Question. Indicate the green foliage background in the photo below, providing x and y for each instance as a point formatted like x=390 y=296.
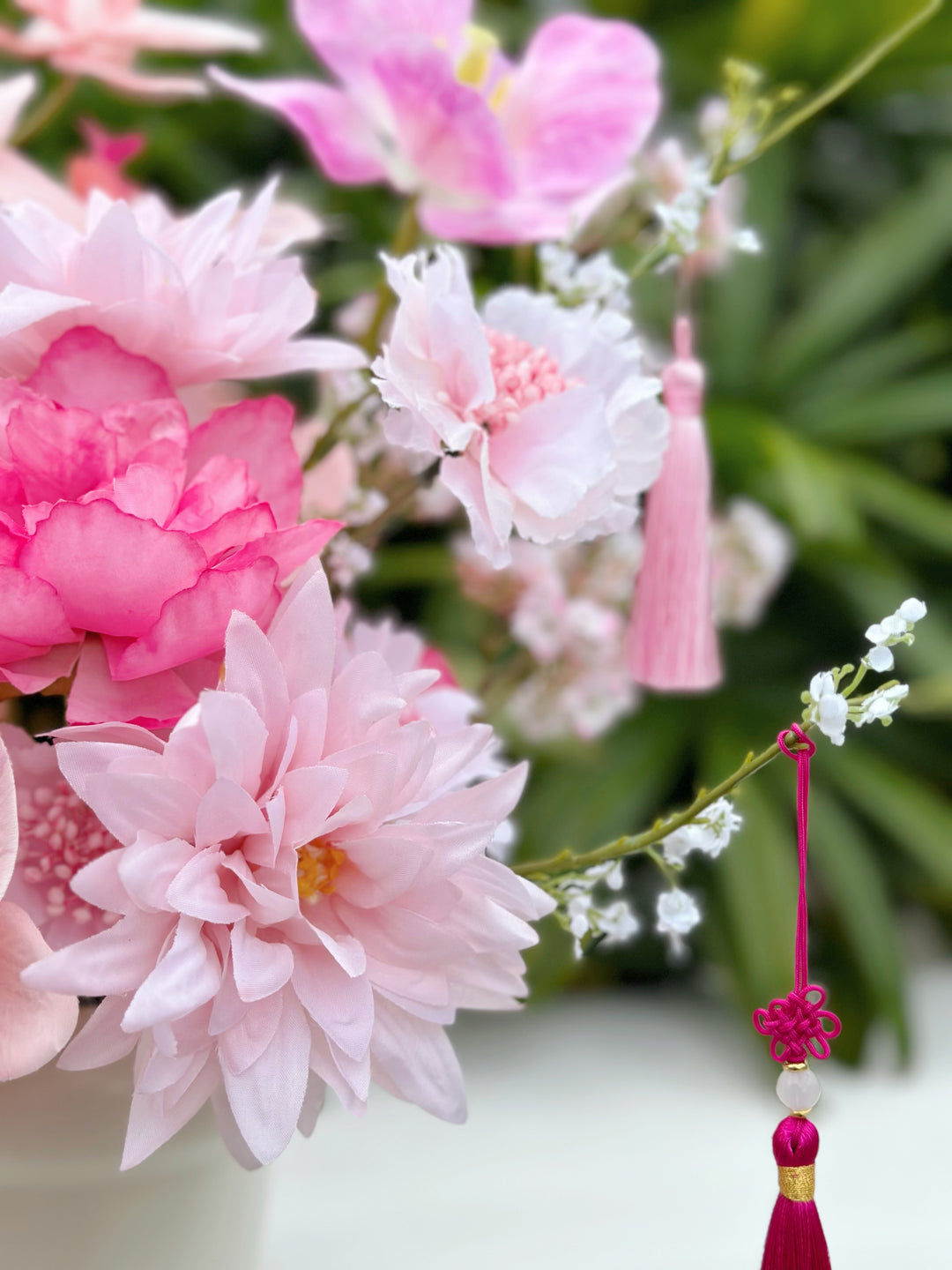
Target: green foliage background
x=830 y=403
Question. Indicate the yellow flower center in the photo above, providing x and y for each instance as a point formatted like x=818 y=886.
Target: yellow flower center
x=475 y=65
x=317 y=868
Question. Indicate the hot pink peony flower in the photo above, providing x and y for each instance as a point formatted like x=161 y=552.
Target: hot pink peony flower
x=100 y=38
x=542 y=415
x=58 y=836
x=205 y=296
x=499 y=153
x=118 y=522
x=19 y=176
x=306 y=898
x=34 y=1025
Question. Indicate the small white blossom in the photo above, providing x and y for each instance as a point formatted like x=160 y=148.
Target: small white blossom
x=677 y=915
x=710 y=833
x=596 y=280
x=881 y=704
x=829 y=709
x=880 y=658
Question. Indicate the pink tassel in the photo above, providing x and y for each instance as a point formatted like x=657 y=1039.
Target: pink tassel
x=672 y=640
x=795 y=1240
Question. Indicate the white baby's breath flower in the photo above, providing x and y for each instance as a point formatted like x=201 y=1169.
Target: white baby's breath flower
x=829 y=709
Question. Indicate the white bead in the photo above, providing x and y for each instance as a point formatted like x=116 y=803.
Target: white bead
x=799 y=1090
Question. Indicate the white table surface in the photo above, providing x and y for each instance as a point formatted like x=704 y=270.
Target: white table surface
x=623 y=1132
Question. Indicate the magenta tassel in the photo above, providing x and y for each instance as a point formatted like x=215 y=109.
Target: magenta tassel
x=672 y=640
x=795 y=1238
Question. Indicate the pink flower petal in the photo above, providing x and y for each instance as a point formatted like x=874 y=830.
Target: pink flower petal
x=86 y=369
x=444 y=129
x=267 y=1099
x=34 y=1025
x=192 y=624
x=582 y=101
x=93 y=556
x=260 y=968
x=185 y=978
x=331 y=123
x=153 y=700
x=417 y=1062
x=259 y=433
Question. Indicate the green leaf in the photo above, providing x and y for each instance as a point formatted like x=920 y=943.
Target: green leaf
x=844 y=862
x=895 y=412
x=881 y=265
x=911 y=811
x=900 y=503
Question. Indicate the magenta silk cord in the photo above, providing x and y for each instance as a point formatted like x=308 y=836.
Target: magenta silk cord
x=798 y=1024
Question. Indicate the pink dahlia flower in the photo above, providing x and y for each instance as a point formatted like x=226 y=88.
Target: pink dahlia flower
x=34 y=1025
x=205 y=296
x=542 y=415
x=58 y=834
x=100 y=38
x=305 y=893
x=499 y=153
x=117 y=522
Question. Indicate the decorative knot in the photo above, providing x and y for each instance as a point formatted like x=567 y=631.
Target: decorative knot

REQUIRED WORK: Look above for the line containing "Target: pink dahlia flower". From there to the final line of the entries, repeat every line exactly.

RESPONSE BOX:
Target: pink dahlia flower
x=34 y=1025
x=205 y=296
x=542 y=415
x=58 y=834
x=100 y=38
x=305 y=893
x=499 y=153
x=117 y=522
Question. Indicate the decorative knot in the photo above, providing x and y for each instance as a point formatted like x=567 y=631.
Target: decorative knot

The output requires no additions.